= Given text =
*****

10 July 2019
The Pain Pathway Map fosters collaborative pain research
Enhanced disease understanding
Grünenthal’s Pain Pathway Map brings together findings from research and the clinic to gain a deeper understanding of pain conditions. By sharing knowledge, the initiative supports researchers in creating solutions that improve patients’ lives.
“This project will enhance pain disease understanding – the key for meaningful research programs”
Understanding diseases is the key to developing effective treatments for patients – but pain indications aren’t easy to understand and have various overlaps. For example, separate indications produce the same symptoms. That’s why it’s so important for researchers to identify the exact properties of these symptoms and find out if the related biological processes are similar in all indications that share a certain symptom. This can help scientists to recognise opportunities for therapeutic approaches and modalities to be used to treat patients who share the same symptoms but are suffering from different indications. These insights support the scientific community in selecting research targets and increases the potential positive impact of new medicines.
The spirit of collaborative exploration is at the heart of Grünenthal’s Pain Pathway Map that aims to strengthen disease understanding and recognise the underlying mechanisms that cause pain. Our translational science team has created a database of Omics information – data on the role and behaviour of genes, proteins and cells in certain indications. This data was collected from publicly available sources and brought together with clinical study results that were provided by research centres. Once the team had analysed this data, they created an integrated disease pathway map that displays the interaction and interdependencies of the various cell types and processes in the human body in certain indications. This way, the Pain Pathway Map can be used to gain a full overview of overlapping and unique pathways, enabling researches to identify relevant similarities, connections and eventually potential research targets. Currently, the Pain Pathway Map covers eight indications and will be continuously extended.
“We’re committed to collaborative research, connecting scientists and knowledge from around the globe”
The Pain Pathway map is available online as part of Grünenthal’s broader PainSolve initiative that
promotes the co-development of new solutions by creating a global community of pain researchers. In this context, our translational science team wants to expand its platform by working with researchers and institutions from around the world. We’re actively looking for new partners to expand the database of the Pain Pathway Map. Driving these projects, Grünenthal aims to foster and deepen the scientific community’s understanding of pain conditions and support cutting-edge research that drives progress towards a world free of pain.

*****

(Dataset entries)
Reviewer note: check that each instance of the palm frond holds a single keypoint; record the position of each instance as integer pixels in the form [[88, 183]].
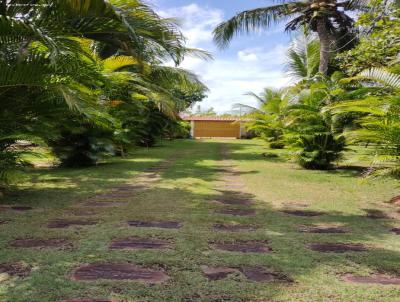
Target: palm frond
[[249, 21]]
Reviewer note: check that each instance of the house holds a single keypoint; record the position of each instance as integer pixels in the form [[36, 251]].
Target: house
[[214, 126]]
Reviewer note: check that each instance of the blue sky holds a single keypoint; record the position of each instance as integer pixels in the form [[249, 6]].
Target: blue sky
[[249, 64]]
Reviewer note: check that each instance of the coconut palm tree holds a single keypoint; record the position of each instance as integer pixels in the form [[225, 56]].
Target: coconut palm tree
[[303, 58], [379, 121], [327, 18], [267, 120]]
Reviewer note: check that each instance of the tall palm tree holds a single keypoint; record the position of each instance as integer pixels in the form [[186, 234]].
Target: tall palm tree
[[327, 18], [303, 57], [268, 119]]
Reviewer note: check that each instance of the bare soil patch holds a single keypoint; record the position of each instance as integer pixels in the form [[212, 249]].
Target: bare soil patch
[[40, 243], [66, 223], [375, 214], [88, 300], [396, 231], [296, 204], [373, 279], [237, 212], [156, 224], [114, 195], [106, 204], [261, 274], [82, 212], [303, 213], [396, 200], [225, 227], [135, 243], [217, 273], [130, 188], [15, 269], [234, 201], [337, 247], [119, 271], [21, 208], [244, 247], [323, 230]]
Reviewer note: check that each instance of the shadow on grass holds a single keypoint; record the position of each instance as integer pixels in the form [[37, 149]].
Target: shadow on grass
[[291, 255]]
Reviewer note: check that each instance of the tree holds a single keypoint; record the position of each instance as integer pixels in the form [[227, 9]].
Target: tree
[[267, 120], [381, 46], [310, 128], [327, 18], [115, 45], [303, 57], [379, 117]]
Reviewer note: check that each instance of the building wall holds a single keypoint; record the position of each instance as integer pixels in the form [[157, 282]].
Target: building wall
[[216, 129]]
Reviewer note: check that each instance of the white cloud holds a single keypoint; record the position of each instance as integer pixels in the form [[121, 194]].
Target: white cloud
[[197, 22], [247, 56], [229, 76]]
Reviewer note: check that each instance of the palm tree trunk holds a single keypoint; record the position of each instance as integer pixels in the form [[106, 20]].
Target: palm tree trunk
[[325, 42]]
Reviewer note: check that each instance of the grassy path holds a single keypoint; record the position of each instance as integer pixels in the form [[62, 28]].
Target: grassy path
[[198, 185]]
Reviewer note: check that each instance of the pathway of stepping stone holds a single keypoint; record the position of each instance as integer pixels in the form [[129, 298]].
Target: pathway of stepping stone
[[156, 224], [372, 279], [233, 201], [337, 247], [136, 243], [40, 243], [119, 271], [15, 269], [120, 196]]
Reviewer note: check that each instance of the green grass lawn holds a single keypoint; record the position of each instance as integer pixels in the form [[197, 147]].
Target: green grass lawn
[[184, 193]]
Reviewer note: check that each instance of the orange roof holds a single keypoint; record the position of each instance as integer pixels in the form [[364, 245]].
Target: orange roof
[[213, 118]]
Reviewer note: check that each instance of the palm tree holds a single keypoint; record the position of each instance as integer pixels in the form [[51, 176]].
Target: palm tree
[[379, 121], [268, 119], [327, 18], [303, 57]]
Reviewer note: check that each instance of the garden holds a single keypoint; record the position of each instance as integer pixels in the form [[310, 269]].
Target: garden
[[105, 198]]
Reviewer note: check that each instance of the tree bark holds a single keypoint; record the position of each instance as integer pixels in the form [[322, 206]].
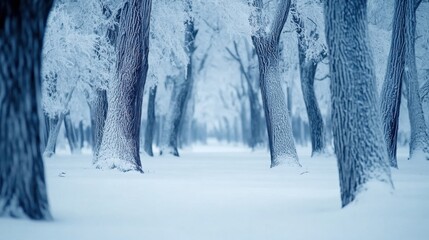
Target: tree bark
[[98, 108], [390, 99], [419, 139], [358, 137], [180, 95], [150, 125], [71, 134], [54, 129], [22, 179], [308, 67], [120, 147], [280, 138]]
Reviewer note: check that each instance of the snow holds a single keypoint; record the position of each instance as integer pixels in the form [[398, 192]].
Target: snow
[[223, 192]]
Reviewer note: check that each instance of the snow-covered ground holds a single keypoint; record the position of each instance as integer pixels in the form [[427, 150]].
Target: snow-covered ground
[[223, 192]]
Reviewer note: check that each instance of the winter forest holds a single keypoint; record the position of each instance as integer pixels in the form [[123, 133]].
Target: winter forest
[[214, 119]]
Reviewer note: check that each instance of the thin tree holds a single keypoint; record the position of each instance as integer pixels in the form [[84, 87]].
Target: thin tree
[[150, 125], [358, 138], [120, 147], [280, 138], [22, 178], [390, 99], [419, 139], [307, 70], [256, 136], [181, 90]]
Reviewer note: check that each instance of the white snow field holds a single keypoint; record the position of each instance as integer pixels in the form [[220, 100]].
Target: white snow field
[[223, 192]]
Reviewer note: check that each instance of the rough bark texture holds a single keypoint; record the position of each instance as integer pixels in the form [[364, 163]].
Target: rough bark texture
[[22, 180], [98, 108], [120, 147], [308, 67], [150, 125], [71, 135], [180, 95], [280, 139], [358, 137], [256, 135], [419, 139], [390, 99], [54, 129]]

*****

= Work instructions =
(1) Reproduce verbatim everything in the Pain Pathway Map article from "10 July 2019" down to "improve patients’ lives.".
(2) Condense the paragraph of the Pain Pathway Map article that begins "The spirit of collaborative exploration" into a bulleted list that retains its main facts.
Rely solely on the Pain Pathway Map article and on nothing else.

= Answers provided =
(1)
10 July 2019
The Pain Pathway Map fosters collaborative pain research
Enhanced disease understanding
Grünenthal’s Pain Pathway Map brings together findings from research and the clinic to gain a deeper understanding of pain conditions. By sharing knowledge, the initiative supports researchers in creating solutions that improve patients’ lives.

(2)
- Grünenthal's Pain Pathway Map is built on collaborative exploration and aims to strengthen disease understanding and recognize the mechanisms that cause pain.
- The translational science team created a database of Omics information, which covers the role and behavior of genes, proteins and cells in certain indications.
- This data came from publicly available sources and was combined with clinical study results provided by research centers.
- After analyzing the data, the team created an integrated disease pathway map showing how cell types and processes in the human body interact and depend on one another in certain indications.
- The map gives a full overview of overlapping and unique pathways, which helps researchers identify similarities, connections and potential research targets.
- It currently covers eight indications and will be continuously extended.